Directions for this task: Determine how many lines of the material below contain "field". Report only that figure.

The records:
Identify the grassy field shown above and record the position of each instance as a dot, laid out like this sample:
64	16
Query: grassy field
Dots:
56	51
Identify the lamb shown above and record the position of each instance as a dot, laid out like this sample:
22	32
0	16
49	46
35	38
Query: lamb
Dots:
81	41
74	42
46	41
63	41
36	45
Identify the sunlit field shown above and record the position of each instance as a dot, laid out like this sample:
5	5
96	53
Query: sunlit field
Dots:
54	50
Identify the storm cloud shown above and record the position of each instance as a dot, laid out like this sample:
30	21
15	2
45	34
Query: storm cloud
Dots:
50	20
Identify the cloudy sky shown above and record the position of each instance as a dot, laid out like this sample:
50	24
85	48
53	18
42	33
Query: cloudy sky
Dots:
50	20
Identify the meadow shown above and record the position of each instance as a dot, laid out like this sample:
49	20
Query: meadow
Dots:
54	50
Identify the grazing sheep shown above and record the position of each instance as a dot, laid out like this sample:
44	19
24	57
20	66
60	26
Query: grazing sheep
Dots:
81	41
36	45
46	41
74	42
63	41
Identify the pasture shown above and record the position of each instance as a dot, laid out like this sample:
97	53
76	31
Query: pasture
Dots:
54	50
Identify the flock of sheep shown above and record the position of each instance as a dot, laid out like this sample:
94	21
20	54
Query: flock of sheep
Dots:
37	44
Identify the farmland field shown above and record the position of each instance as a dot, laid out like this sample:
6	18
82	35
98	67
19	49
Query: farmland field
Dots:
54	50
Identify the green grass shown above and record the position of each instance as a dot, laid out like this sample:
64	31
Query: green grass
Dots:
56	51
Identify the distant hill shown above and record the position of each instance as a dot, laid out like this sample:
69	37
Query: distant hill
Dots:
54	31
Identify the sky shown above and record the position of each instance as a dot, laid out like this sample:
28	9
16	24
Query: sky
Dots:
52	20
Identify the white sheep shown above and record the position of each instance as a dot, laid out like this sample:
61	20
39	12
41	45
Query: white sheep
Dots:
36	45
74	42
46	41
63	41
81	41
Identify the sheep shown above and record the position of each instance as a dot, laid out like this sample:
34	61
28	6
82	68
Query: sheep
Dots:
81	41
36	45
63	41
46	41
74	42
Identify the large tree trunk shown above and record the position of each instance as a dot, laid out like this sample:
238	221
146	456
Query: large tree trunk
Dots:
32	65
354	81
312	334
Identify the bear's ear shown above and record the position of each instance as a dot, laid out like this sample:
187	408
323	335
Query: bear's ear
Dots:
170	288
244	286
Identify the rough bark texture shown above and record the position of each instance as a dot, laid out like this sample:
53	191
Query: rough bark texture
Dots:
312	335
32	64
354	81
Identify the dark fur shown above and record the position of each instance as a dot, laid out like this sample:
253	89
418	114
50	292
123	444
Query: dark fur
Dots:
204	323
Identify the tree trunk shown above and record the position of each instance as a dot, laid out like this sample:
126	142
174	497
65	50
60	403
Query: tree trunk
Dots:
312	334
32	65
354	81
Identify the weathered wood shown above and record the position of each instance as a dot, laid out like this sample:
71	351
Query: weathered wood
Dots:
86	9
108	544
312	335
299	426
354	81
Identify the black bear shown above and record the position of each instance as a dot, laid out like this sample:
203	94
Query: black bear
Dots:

Exercise answer: 6